__Excerpt provided__.
►

Bon Secours Nursing Home is a Grade II listed building in the Thanet local planning authority area, England. First listed on 5 November 1974. House. 3 related planning applications.
Bon Secours Nursing Home
- WRENN ID
- tattered-terrace-falcon
- Grade
- II
- Local Planning Authority
- Thanet
- Country
- England
- Date first listed
- 5 November 1974
- Type
- House
- Source
- Historic England listing
Description
This is a late 18th-century house, now a nursing home, with significant extensions from the 19th century and 20th centuries. The core of the building dates from around 1795. The main block is of stock brick, rendered with flint extensions, and has plain-tiled roofs. The entrance front features three storeys, with the ground and first floors rendered and a string course separating the shaped gabled second floor. It has a hipped roof with a flat, railed central portion and stacks to the left and right, with shaped gables to the return elevation. A wooden casement with a label hood is located in the gable, and three mullioned and transomed windows with label hoods are on the first floor, with two similar windows on the ground floor. A double half-glazed door is situated within an arched, moulded surround in a central projecting porch with a pierced parapet. The corners of this central block are recessed and curved, showcasing elaborate scrolls incised into the render. Two-storey hipped wings flank the left and right sides of the entrance front, each featuring mullioned and transomed windows with label hoods on both floors. The right wing has been extended by a single-storey, 20th-century weather-boarded range with a flint tower behind, while the left wing has a projecting two-storey stock brick wing, dated 1884, with a shaped gable and two sashes on each floor of each face.

◄

__Problems to work on__.
• 1. Sum up the Bon Secours Nursing Home listing in two sentences.
• 2. According to the Bon Secours Nursing Home listing, what date does the projecting two-storey stock brick wing on the left carry?
The material has no part in this work.

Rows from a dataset
►

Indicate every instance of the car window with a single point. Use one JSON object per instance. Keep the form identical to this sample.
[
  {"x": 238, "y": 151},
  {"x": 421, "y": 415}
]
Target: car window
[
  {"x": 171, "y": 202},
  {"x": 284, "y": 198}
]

◄

__Written responses__.
• 1. Bon Secours Nursing Home is a Grade II listed building in the Thanet local planning authority area of England, first listed on 5 November 1974. It is a late 18th-century house, with its core dating from around 1795, now used as a nursing home and significantly extended in the 19th and 20th centuries.

• 2. 1884